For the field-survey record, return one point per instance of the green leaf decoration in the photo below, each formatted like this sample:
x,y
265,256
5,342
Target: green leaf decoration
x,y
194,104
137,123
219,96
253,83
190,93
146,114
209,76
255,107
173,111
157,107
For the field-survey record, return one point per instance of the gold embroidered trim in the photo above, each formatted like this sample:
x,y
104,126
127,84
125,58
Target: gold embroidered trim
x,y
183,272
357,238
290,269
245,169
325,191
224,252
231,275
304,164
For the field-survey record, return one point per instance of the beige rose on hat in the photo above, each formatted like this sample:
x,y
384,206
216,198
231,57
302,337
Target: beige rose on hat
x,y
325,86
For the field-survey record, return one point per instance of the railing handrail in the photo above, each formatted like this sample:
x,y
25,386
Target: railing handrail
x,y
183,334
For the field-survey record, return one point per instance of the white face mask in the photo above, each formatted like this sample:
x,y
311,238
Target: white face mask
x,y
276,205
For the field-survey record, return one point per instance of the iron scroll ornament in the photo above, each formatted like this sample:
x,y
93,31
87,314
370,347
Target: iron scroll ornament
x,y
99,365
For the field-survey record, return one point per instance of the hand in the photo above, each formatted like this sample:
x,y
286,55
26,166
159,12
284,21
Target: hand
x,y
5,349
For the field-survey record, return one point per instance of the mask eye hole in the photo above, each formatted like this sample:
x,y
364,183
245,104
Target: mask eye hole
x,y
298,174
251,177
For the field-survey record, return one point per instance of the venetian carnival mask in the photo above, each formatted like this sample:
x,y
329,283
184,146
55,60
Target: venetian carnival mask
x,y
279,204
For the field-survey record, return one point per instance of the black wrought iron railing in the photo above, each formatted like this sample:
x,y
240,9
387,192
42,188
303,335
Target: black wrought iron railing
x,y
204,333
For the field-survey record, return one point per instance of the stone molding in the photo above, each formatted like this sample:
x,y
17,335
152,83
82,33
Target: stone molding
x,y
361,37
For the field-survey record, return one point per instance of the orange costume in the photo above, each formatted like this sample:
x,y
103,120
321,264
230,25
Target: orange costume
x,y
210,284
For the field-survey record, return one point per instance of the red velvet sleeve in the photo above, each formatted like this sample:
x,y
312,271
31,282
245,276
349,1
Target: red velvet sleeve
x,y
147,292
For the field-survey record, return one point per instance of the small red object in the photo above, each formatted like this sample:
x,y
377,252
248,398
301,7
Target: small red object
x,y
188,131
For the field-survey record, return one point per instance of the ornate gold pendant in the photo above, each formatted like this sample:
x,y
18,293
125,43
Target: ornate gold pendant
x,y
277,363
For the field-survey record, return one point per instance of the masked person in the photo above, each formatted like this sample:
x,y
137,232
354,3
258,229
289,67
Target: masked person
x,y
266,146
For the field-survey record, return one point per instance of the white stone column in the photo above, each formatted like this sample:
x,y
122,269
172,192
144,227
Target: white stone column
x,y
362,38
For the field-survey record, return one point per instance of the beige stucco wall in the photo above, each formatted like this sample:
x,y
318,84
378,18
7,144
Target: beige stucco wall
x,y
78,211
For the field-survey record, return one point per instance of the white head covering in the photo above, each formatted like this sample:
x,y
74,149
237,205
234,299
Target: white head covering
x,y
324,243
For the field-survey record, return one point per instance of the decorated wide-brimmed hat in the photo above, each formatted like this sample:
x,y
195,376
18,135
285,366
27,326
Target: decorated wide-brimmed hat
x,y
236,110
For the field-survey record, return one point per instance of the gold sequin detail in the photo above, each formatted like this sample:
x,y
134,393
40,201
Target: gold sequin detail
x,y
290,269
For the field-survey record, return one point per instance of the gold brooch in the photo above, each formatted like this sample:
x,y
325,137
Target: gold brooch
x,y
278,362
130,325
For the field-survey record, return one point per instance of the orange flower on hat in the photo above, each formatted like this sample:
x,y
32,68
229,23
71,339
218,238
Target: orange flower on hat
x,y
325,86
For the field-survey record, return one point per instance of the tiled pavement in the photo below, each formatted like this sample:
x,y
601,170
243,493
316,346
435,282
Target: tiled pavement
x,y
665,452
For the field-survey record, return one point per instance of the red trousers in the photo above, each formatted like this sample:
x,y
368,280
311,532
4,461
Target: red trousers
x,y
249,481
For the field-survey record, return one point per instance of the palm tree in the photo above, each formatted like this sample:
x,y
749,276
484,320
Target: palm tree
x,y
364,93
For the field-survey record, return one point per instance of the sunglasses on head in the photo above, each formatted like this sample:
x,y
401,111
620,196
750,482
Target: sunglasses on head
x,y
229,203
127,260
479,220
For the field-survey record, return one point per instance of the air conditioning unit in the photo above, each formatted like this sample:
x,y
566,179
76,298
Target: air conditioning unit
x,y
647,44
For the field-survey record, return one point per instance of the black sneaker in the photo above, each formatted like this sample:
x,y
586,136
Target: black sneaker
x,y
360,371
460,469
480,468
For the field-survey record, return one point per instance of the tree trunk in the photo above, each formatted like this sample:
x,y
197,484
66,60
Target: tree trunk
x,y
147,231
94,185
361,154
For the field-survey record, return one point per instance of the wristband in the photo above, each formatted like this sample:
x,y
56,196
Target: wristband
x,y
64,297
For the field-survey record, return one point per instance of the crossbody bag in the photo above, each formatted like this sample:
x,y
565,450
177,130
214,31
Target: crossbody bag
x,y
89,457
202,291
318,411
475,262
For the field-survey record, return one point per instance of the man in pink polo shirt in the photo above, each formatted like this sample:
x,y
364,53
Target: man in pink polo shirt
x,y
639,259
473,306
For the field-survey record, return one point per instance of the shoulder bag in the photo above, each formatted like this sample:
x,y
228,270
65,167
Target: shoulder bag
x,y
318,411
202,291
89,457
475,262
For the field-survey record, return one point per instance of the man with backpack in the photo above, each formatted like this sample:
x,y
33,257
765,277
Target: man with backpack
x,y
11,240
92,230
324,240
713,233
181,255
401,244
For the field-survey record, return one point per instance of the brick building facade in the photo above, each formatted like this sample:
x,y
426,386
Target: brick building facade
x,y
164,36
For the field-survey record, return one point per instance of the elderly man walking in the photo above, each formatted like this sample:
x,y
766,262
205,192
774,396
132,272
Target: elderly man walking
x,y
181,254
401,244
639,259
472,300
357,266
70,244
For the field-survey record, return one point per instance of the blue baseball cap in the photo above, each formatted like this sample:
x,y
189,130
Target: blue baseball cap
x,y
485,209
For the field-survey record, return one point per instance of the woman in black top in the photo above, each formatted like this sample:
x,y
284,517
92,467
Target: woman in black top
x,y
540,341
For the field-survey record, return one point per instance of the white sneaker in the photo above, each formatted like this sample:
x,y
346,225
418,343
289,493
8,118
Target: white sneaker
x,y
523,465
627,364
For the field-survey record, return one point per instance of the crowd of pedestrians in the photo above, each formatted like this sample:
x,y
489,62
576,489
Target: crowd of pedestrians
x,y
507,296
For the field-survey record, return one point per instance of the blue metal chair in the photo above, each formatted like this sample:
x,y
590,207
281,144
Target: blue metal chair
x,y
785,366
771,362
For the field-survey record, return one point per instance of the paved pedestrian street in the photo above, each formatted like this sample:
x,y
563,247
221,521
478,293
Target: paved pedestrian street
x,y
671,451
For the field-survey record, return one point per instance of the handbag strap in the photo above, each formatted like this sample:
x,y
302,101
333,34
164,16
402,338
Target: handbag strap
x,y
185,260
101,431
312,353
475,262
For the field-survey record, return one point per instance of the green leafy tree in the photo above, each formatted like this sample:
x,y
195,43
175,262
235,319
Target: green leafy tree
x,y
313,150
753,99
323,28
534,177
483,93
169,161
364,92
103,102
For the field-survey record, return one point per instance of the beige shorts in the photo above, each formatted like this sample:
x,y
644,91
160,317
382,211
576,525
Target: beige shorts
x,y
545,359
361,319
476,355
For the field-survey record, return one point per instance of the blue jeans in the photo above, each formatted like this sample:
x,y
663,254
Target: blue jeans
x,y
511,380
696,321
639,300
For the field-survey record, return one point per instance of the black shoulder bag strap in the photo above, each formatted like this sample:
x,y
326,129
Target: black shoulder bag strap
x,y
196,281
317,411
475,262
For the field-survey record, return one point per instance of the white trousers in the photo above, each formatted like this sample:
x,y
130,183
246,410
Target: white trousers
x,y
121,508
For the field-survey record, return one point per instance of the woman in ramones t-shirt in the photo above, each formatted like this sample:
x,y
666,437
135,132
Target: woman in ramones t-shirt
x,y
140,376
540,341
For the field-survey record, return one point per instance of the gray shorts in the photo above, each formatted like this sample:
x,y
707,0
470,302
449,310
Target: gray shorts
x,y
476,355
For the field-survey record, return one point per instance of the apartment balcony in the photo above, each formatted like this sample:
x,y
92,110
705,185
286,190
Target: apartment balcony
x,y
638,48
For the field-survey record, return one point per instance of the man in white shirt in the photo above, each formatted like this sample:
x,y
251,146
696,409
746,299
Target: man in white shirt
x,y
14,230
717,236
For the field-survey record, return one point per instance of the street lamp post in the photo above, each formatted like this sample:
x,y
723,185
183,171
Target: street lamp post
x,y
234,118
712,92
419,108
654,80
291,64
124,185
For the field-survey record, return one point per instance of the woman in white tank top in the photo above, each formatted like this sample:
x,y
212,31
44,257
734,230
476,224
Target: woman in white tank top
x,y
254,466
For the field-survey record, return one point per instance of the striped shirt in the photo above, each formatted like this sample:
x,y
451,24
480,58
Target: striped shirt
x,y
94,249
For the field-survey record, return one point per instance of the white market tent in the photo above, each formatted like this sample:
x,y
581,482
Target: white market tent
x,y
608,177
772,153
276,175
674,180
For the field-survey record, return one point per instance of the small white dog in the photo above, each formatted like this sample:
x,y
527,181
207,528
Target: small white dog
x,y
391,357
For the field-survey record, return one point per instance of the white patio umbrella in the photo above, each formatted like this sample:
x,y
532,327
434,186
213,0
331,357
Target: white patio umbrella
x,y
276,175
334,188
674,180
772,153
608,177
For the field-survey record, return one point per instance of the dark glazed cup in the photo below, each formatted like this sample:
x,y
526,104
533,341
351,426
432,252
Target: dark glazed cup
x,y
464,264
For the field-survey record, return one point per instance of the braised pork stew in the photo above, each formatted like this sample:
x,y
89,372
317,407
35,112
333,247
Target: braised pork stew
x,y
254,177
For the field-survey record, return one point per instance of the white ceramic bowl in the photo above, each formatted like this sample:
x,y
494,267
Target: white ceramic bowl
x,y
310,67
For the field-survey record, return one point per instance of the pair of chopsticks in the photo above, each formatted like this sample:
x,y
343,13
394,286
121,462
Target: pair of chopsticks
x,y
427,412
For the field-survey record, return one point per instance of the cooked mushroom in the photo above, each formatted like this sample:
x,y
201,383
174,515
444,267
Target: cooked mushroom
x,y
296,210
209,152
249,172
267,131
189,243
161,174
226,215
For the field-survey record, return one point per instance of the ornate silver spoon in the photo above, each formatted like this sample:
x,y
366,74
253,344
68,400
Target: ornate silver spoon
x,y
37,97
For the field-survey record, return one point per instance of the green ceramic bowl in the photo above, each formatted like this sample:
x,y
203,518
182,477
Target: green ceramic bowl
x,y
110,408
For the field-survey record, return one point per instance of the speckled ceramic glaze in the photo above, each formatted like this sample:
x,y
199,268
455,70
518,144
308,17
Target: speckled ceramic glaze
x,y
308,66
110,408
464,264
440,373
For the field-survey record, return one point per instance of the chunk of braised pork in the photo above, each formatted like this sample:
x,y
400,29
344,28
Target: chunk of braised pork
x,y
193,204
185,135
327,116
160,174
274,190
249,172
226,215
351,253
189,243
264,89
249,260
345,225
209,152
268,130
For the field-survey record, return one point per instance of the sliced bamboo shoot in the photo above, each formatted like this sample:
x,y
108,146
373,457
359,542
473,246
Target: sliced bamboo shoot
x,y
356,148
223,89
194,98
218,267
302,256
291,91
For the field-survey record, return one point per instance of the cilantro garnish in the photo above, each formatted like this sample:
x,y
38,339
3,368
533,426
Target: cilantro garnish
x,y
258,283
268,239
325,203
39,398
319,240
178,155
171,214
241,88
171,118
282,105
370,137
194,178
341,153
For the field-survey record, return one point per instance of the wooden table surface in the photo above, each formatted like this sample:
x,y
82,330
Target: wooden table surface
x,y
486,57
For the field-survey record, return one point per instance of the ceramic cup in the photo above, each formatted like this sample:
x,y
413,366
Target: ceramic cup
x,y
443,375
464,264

──────────────────────────────

**The task**. Copy each line from the data that features the string "below".

**Written solution**.
For the field-survey record, return one point per instance of the green leaf decoration in the photo below, each formatted like this sample:
For the field-survey record, return one point per instance of the tiled pavement in the photo below, each formatted like this sample:
For the field-survey record, return one point per instance of the dark glazed cup in the photo below, each formatted like this sample:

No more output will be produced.